_EXERCISE AIM_
In the rows below, substitute "shelf audit tool" for every "planogram checker" and leave everything else unchanged. Give the rows again without the pictures.

- - - -

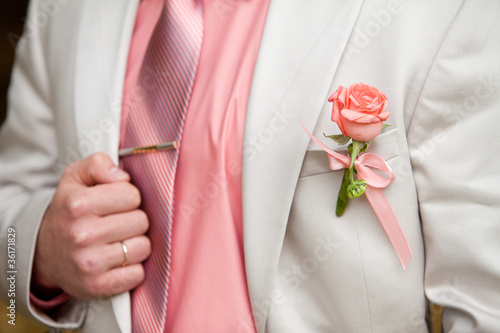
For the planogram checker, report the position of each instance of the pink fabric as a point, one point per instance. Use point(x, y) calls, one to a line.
point(208, 288)
point(46, 306)
point(373, 193)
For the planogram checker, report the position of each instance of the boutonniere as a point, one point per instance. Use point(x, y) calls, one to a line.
point(359, 111)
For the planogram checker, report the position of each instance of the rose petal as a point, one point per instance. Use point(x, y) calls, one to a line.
point(384, 115)
point(362, 132)
point(358, 116)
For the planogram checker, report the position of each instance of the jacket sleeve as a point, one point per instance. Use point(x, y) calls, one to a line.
point(28, 174)
point(454, 146)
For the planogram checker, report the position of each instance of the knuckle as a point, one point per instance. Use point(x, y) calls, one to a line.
point(143, 221)
point(96, 161)
point(147, 246)
point(85, 263)
point(92, 286)
point(79, 236)
point(134, 194)
point(77, 204)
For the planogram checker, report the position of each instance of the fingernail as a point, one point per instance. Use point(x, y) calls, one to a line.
point(118, 174)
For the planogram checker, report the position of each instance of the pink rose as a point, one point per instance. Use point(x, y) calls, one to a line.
point(359, 112)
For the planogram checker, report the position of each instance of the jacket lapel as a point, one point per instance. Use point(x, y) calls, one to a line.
point(302, 45)
point(101, 58)
point(102, 52)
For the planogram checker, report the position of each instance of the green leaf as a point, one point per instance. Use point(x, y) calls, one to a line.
point(339, 138)
point(357, 189)
point(343, 199)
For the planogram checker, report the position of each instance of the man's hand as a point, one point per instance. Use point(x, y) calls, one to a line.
point(79, 244)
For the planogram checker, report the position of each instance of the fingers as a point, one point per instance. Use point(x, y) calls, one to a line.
point(116, 281)
point(99, 259)
point(101, 270)
point(103, 199)
point(110, 229)
point(95, 169)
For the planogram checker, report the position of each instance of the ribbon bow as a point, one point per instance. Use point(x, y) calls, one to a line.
point(364, 165)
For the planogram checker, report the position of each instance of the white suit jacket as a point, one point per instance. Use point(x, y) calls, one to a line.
point(438, 62)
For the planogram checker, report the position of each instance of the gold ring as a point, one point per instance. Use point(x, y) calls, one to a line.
point(125, 254)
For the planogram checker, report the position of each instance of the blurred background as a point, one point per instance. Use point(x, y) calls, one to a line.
point(12, 16)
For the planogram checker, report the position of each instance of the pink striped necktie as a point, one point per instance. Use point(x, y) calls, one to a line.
point(155, 115)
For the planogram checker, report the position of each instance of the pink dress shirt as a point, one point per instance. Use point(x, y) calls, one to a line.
point(208, 287)
point(208, 290)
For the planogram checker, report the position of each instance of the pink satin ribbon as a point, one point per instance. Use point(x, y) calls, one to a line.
point(364, 165)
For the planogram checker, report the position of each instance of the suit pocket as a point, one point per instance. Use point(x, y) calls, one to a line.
point(316, 160)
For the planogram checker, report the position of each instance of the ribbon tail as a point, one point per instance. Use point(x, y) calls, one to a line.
point(391, 225)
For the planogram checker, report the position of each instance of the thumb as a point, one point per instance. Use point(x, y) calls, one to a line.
point(96, 169)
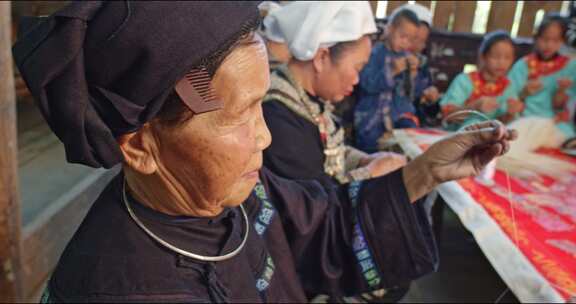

- - - -

_WRITTEN ANSWER_
For the shelf audit tool, report the position of each instance of the pink fabric as a point, one point per instance. Use point(x, y) calls, one to a line.
point(208, 288)
point(46, 306)
point(373, 193)
For the shelf audit tool, report the position of each instance of the boutonniere as a point, one point per instance. Use point(x, y) calls, one to a line.
point(359, 111)
For the shelf audit tool, report the position of each instance of the rose petal as a point, one point per instance. Use point(x, y) calls, one to a line.
point(384, 115)
point(362, 132)
point(358, 116)
For the shelf audit tool, report the position of each instance of the jacket sleeve as a point, one point per instance. Use point(x, y) calls, one to a line.
point(28, 174)
point(454, 146)
For the shelf audit tool, report the position of each instance of the knuckle as a point, one point per instance. Use point(x, y) calls, one to a line.
point(143, 221)
point(96, 161)
point(147, 246)
point(85, 263)
point(92, 286)
point(79, 236)
point(134, 194)
point(77, 204)
For the shelf audit tool, report the position of each instance of the fingernail as a point, one point per instance. Use point(x, y) calls, one to a line.
point(118, 174)
For the shelf audit tool, report the position of each instance of the pink rose as a point, one point per instance. Use point(x, y) calls, one to a line.
point(359, 112)
For the shelf audit tool, report the position of each instance of the jacket lapel as a point, one point per instance. Use point(x, y) calls, one to a line.
point(302, 45)
point(101, 58)
point(102, 52)
For the shelf audit tool, report the position of each instance of the green leaf as a point, one point per instance. Use point(x, y) calls, one to a line.
point(339, 138)
point(357, 189)
point(343, 199)
For the shelf audit tool, report the position of each instance of the man's hand as a point, one point per instance. Use point(x, y) calls, one to a line.
point(79, 244)
For the shelf audit tool, report the position of each instance of the fingers as a point, one point per instance. Use point(x, y) calls, one to a line.
point(116, 281)
point(99, 259)
point(101, 270)
point(103, 199)
point(110, 229)
point(95, 169)
For the shelf audit tool, report the position of each instance of the ribbon bow as a point, one point per instance. Use point(x, y) calls, one to a line.
point(364, 165)
For the shelf audit tool, report the position of each instance of the white suit jacket as a point, one point per instance. Use point(x, y) calls, one to a line.
point(438, 62)
For the shelf audit tool, report the position of each instance of the gold ring as a point, one point per instance. Use point(x, y) calls, one to a line.
point(125, 254)
For the shelf audit tool, report the position of each instance of the blurred background as a point, one point per instance. Use point(x, y) calls, one to a line.
point(12, 16)
For the shelf audit tool, report the position of each instance of the pink striped necktie as a point, one point per instance. Use point(x, y) calls, one to a line.
point(155, 115)
For the shelf audit tool, report the position of each instance of the pink dress shirt as a point, one point per instance. Use point(x, y) calls, one to a line.
point(208, 287)
point(208, 290)
For the shelf audit tool, report the position of each instance of the pink satin ribbon as a point, one point per instance. Use point(x, y) calls, one to a line.
point(364, 165)
For the shelf audit tool, report the position of each instance of the suit pocket as a point, one point per instance. Use point(x, y) calls, one to a line.
point(316, 160)
For the shelf audit tool, report the position of each instance of the ribbon tail as a point, one point per instance. Use point(x, y) calls, one to a line.
point(391, 225)
For the shelf audit tool, report the position of each instance of the thumb as a point, one point per instance. Use point(x, y) calls, one to a line.
point(96, 169)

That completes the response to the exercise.